Problems to solve:
A) Answer these from the SpaceX coverage text, one line each, marked (i), (ii), (iii):
(i) What rating and price target did Susquehanna give SpaceX?
(ii) Which company did SpaceX acquire earlier this year?
(iii) What revenue does the forecast project for 2030?
B) In the SpaceX coverage text, reproduce the passage word for word, starting with "Susquehanna Financial Group" and going on through "strong future growth.".
C) Turn the paragraph of the SpaceX coverage text that begins "Minervino’s forecast anticipates" into a short list that keeps its main figures.

Extracted text:
=== Begin Enclosure ===

Susquehanna Financial Group has initiated coverage of SpaceX with a Neutral rating and a $170 price target, concluding that the space operator commands robust market positions but is currently priced for extremely strong future growth.
Analyst Charles Minervino outlined a fundamentally favorable view of the company’s business mix. He emphasized SpaceX’s dominant position in the commercial space launch market, the expanding addressable market for its Starlink satellite connectivity unit, and the development of an early-stage artificial intelligence offering following the firm’s acquisition of xAI earlier this year.
Minervino’s forecast anticipates very rapid expansion: revenue is projected to increase at a compound annual growth rate of 56% between 2025 and 2030, reaching $173 billion by 2030. Over the same period, Susquehanna expects EBITDA to climb from $6.6 billion to $74.9 billion.

=== End Enclosure ===

Excerpted data:

=== Begin Enclosure ===

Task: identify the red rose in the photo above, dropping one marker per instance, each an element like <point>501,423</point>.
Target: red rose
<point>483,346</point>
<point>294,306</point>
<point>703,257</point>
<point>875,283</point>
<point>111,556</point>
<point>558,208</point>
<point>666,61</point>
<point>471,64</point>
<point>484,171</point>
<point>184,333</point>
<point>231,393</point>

=== End Enclosure ===

Your written answers:
A)
(i) A Neutral rating and a $170 price target.
(ii) xAI.
(iii) $173 billion.

B)
Susquehanna Financial Group has initiated coverage of SpaceX with a Neutral rating and a $170 price target, concluding that the space operator commands robust market positions but is currently priced for extremely strong future growth.

C)
- Revenue is expected to grow at a 56% compound annual rate from 2025 to 2030.
- Revenue is projected to reach $173 billion by 2030.
- EBITDA is expected to rise from $6.6 billion to $74.9 billion over the same period.